======== Dataset records

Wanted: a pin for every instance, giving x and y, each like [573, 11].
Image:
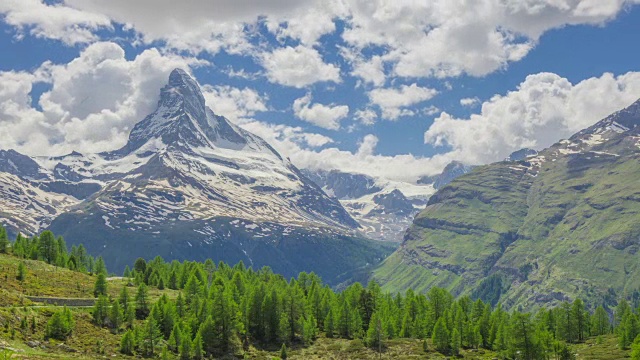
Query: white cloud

================
======== Dataset records

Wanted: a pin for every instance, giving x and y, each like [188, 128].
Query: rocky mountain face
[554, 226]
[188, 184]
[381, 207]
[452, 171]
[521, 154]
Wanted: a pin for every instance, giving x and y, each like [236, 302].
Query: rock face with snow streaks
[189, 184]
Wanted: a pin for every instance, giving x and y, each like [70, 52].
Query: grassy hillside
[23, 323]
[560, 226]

================

■ **What to work on**:
Word for word, restate the lines above from the one with "like [573, 11]." through the one with "Query: white cloud", keeping both ends and dropping the pictures.

■ **Exercise output**:
Wanted: a pin for every instance, giving x and y, each like [573, 11].
Image:
Query: white cloud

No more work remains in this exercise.